[[ Document extract open ]]

Klippel-Trenaunay-Type Syndrome (KTTS) is a rare congenital anomaly with variable expression and an unknown etiology characterized by capillary and venous malformations and hypertrophy of bone and soft tissue. Pregnancy has been rarely reported in patients with KTTS and since 1989 there have been only 13 case reports of pregnancy in women with KTTS reported in the literature. Concurrent pregnancy is associated with adverse perinatal outcomes. To the best of our knowledge this is the second reported, and largest, series of cases.
After a thorough review of the literature, the medical records of four obstetrical patients with KTTS were reviewed.
The obstetrical course of women with KTTS varies. Complications include bleeding, DIC, thromboembolic events, and pain.

[[ Document extract closed ]]

What you will do =
- a) Answer these questions about the abstract on pregnancy in women with Klippel-Trenaunay-Type Syndrome:
(i) How many case reports of pregnancy in women with KTTS have been reported in the literature since 1989?
(ii) How many obstetrical patients with KTTS had their medical records reviewed?
(iii) Which complications does the abstract list for the obstetrical course of women with KTTS?
- b) Continue the abstract on pregnancy in women with Klippel-Trenaunay-Type Syndrome with a few sentences that follow its list of complications.

[[ Record extracts open ]]

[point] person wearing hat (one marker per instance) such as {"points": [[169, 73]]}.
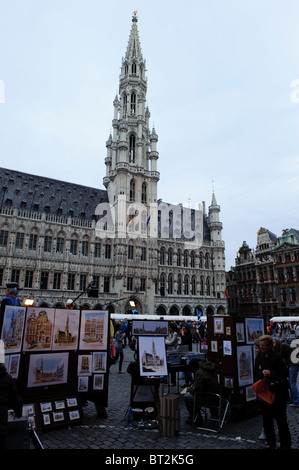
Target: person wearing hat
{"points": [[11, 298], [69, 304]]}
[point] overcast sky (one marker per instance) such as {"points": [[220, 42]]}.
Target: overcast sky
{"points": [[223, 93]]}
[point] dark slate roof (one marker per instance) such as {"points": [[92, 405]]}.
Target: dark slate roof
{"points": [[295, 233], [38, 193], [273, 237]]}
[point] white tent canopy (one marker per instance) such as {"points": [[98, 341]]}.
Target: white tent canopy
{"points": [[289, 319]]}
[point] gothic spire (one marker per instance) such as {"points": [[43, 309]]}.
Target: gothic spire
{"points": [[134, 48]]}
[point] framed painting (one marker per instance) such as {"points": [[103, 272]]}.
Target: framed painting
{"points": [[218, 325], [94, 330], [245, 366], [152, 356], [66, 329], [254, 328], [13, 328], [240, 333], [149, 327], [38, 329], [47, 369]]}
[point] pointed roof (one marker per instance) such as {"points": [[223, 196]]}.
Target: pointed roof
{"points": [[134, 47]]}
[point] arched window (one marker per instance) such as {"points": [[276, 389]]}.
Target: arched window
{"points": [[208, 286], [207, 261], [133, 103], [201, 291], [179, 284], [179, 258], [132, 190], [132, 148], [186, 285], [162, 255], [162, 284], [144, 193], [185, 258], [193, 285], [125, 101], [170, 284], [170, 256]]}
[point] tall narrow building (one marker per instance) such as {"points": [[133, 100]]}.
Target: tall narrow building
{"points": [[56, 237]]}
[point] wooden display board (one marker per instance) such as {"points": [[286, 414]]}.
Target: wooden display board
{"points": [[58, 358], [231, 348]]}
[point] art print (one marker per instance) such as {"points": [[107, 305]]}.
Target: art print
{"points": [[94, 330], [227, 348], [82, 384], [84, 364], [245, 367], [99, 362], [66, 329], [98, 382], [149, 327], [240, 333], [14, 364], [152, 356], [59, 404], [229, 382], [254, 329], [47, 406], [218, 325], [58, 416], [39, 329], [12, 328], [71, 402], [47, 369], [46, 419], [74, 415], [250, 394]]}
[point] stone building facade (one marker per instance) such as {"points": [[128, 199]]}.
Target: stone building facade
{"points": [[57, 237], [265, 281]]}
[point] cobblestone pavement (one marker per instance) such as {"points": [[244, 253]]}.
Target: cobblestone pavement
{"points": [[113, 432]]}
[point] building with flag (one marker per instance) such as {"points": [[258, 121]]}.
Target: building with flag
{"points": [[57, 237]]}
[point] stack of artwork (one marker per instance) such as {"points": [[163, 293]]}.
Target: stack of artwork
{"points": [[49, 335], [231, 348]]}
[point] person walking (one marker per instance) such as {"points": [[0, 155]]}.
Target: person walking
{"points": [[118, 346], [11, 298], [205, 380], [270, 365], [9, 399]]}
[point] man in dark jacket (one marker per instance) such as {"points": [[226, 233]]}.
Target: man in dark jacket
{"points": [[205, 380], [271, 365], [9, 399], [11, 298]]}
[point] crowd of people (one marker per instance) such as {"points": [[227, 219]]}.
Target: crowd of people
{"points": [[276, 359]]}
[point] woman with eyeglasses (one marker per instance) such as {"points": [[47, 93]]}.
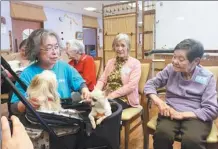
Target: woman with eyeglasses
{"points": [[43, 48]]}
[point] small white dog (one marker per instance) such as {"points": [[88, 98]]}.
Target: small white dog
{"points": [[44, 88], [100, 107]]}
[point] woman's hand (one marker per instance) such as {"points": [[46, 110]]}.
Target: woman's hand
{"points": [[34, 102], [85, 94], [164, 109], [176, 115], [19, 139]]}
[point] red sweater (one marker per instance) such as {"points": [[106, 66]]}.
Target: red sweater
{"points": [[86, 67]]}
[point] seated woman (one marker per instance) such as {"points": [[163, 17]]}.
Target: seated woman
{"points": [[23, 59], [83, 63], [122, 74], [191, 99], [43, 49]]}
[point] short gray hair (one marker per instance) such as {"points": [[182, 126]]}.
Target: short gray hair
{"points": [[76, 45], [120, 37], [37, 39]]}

[[ Record extracts closed ]]
[[ Record extracts open ]]

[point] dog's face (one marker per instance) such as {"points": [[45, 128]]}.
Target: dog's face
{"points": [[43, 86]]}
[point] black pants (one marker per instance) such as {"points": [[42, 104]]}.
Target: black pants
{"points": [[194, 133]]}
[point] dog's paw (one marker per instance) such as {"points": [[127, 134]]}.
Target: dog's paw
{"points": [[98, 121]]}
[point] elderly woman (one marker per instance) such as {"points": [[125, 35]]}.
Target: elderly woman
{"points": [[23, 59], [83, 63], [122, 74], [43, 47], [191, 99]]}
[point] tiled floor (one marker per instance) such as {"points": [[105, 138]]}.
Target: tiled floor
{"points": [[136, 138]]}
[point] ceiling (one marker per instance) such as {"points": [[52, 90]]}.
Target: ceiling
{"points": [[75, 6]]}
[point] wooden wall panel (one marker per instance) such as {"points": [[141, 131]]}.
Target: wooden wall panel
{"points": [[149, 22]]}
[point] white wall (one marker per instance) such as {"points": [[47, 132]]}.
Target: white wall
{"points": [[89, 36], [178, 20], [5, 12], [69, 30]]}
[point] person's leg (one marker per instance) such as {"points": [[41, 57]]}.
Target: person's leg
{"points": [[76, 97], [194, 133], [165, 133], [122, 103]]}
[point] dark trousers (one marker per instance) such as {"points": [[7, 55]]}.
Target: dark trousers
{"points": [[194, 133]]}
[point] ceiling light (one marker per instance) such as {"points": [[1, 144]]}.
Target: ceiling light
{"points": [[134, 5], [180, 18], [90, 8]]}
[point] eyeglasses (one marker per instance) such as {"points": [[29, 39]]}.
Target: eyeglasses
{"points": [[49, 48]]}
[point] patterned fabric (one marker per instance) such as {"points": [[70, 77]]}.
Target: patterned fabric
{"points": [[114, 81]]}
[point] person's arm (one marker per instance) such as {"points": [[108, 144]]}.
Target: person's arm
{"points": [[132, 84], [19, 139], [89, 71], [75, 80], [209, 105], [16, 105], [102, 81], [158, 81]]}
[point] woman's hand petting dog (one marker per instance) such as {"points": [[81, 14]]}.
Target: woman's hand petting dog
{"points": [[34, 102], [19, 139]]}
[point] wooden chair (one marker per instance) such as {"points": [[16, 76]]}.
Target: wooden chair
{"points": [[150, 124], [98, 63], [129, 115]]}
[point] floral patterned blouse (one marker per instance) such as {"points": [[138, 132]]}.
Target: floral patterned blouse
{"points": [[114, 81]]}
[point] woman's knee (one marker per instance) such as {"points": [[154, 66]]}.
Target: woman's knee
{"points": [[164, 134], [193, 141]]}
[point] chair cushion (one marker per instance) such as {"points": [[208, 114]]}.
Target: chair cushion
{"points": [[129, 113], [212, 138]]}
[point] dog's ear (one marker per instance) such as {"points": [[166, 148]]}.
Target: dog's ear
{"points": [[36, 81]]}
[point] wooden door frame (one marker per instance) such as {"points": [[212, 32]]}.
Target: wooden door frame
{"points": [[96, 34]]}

[[ Record extracts closed ]]

Answers given =
- a)
(i) 13
(ii) Four
(iii) Bleeding, DIC, thromboembolic events, and pain

- b)
The maternal and fetal risks associated with pregnancy in women with KTTS are proportional to the severity of disease, which can be exacerbated by pregnancy. Thoughtful preconceptional counseling, along with methodical and systematic intrapartum and postpartum care are keys to reducing mortality and morbidity.
Obstetricians & Gynecologists, Family Physicians
After completion of this article, the reader should be able to recall that the Klippel-Trenaunay-Type Syndrome (KTTS) is rare; explain that it is associated with vascular malformations and hypertrophy of bone and limb which may be manifested at birth; and state that pregnancy reports are sparse but adverse pregnancy outcomes may include bleeding, DIC, thromboembolic events, and pain in the affected limb.